> **EXERCISE GOAL**
Would you copy every record exactly as it stands and drop the pictures?

> **DATASET RECORDS**
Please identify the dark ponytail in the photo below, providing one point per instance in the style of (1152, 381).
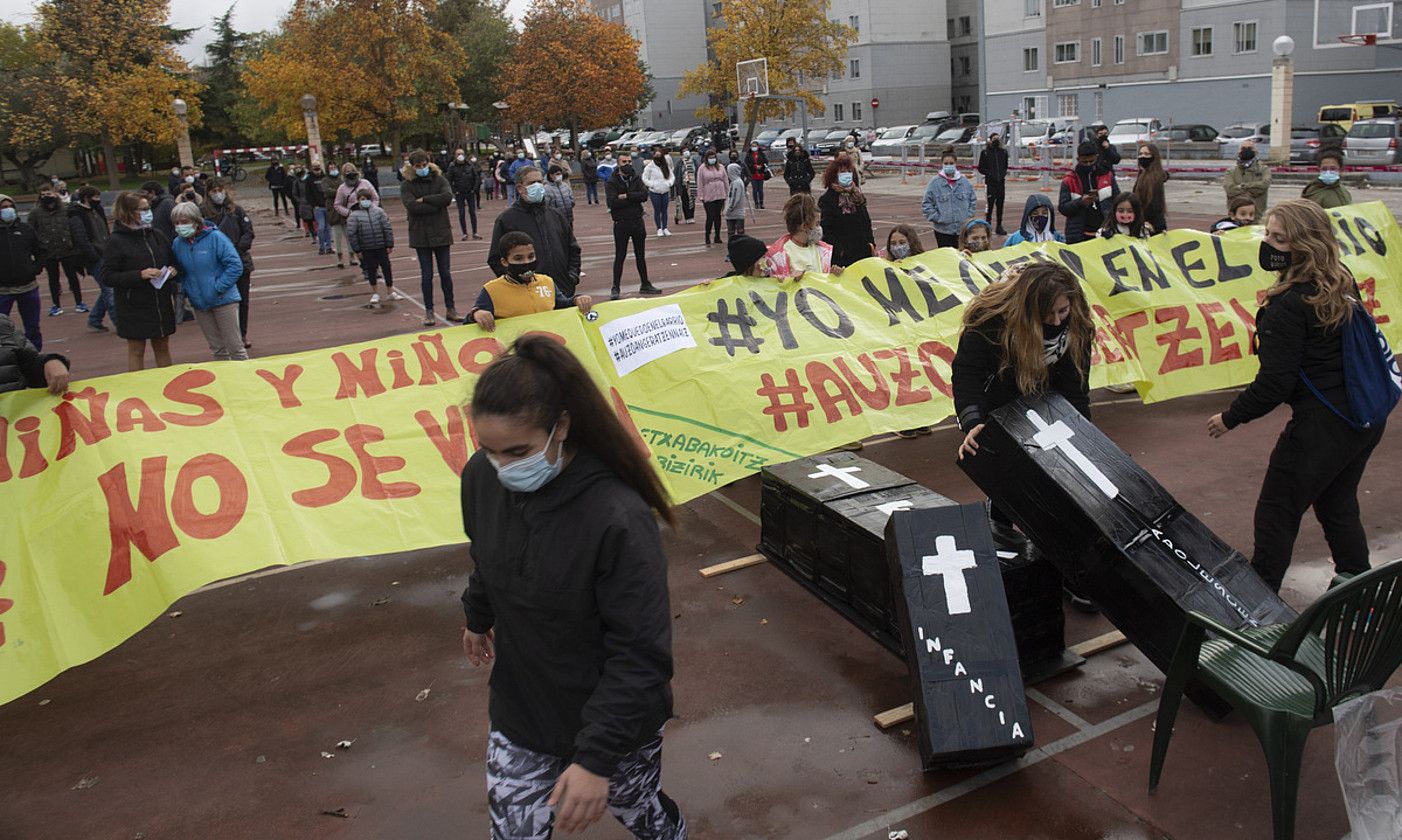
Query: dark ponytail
(537, 379)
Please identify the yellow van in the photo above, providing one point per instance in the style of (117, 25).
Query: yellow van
(1348, 114)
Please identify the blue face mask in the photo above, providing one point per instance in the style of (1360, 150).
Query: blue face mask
(532, 471)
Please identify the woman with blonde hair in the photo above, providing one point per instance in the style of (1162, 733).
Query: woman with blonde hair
(1319, 457)
(1025, 335)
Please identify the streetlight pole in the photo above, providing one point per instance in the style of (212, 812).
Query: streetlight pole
(187, 156)
(1282, 98)
(309, 112)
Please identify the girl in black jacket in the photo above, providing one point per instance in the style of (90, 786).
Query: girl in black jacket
(1319, 457)
(568, 595)
(1024, 335)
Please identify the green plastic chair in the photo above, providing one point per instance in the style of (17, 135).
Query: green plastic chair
(1287, 678)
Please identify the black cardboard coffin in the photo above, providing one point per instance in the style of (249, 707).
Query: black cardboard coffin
(1111, 529)
(968, 689)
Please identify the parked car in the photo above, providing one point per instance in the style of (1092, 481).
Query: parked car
(892, 139)
(1307, 140)
(1373, 142)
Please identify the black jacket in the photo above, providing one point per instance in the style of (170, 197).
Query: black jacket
(574, 582)
(21, 365)
(993, 163)
(142, 310)
(848, 233)
(1289, 340)
(982, 386)
(557, 250)
(625, 195)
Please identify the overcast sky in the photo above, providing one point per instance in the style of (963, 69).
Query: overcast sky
(248, 16)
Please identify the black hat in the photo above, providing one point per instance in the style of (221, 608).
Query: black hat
(745, 251)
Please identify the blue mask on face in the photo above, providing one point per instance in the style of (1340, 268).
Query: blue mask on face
(532, 471)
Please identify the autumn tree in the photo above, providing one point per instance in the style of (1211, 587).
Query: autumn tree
(115, 80)
(572, 68)
(794, 35)
(375, 66)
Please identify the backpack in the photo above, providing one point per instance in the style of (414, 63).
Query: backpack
(1370, 373)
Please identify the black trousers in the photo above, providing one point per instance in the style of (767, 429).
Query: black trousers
(631, 229)
(994, 190)
(1317, 463)
(468, 202)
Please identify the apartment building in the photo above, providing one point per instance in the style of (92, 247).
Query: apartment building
(1182, 61)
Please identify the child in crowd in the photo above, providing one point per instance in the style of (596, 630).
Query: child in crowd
(520, 290)
(372, 237)
(802, 250)
(1126, 219)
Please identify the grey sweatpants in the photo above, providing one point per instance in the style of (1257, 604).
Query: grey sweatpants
(220, 328)
(519, 783)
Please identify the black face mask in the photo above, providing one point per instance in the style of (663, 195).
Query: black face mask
(1272, 258)
(522, 272)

> **PROBLEM SOLUTION**
Please identify the dark ponytail in the photo below, providing one point per instance in the style of (1152, 381).
Query: dark ponytail
(537, 379)
Please identify the yellow van in the photo above, providing one point per instance in the style of (117, 25).
Query: yellow van
(1348, 114)
Please identify the blue face mask in the photo above, providing one point per instance in the style of (1360, 150).
Query: blue face mask
(532, 471)
Please identify the woman with blonde hair in the photo above, providing one point per instance in the style of (1162, 733).
Query: woman with blonde hair
(1319, 457)
(1025, 335)
Please identify the streetlight pole in the photo above, providing one point per instance in the style of (212, 812).
Query: streetlight pole
(187, 156)
(1282, 98)
(309, 112)
Please identify the girl in black jacket in the photo above, providing one point per instance in the style of (90, 786).
Query: girl in black jacket
(1319, 457)
(568, 595)
(1024, 335)
Please identify the green plastic chair in the photo above, providing one point per instance in the style of (17, 135).
Query: green plastic chair
(1287, 678)
Please identify the black cardboard coffin in the photo above, providing one point per instance in the style of (249, 707).
Query: black cardboard coffin
(1111, 529)
(968, 689)
Please identify the parked car in the photo above, providing one point per instance in the style of (1092, 481).
Query: parked car
(892, 139)
(1307, 140)
(1373, 142)
Please identify the black jacket in the photo above, providing one point per instance in the style of (170, 197).
Query: black jacket
(574, 582)
(21, 365)
(993, 163)
(142, 310)
(848, 233)
(1289, 340)
(982, 386)
(557, 250)
(625, 195)
Please identify the overcast sky in the photo above, providing one point per instance in the style of (963, 69).
Query: overcast sky
(248, 16)
Please identify the black hat in the photo above, providing one point per instance in the style of (221, 608).
Query: black hat
(745, 251)
Please identify the blue mask on face in the photo above, providing one point per instance in the style of (1340, 268).
Query: blue mask on face
(532, 471)
Please identify the autumn tree in the photo above, providing one point per instance in the style of (1211, 587).
Query: autumn tree
(115, 80)
(572, 68)
(794, 35)
(375, 66)
Please identify the backpack in the photo above, providing one point per instance in the style of (414, 63).
Query: backpack
(1370, 373)
Please identify the black trousers in the photo above, providing one point per instance in the style of (767, 429).
Query: black trousers
(631, 229)
(994, 190)
(1317, 463)
(468, 202)
Please identify the apartment building in the photo above, providing one point per instance in the style of (92, 247).
Query: apartment building
(1182, 61)
Please identify the child in crowd in the photo above, providing one point per instance in the style of (596, 630).
Query: child in crowd
(520, 290)
(372, 237)
(802, 250)
(1126, 219)
Please identify the grey sweatpants in the photo above, providing one point per instance in the style of (1257, 604).
Query: grey sweatpants
(220, 328)
(519, 783)
Please identify the black face mask in the photo above, providing one point per instance in the style of (663, 195).
Query: black face mask
(1272, 258)
(522, 272)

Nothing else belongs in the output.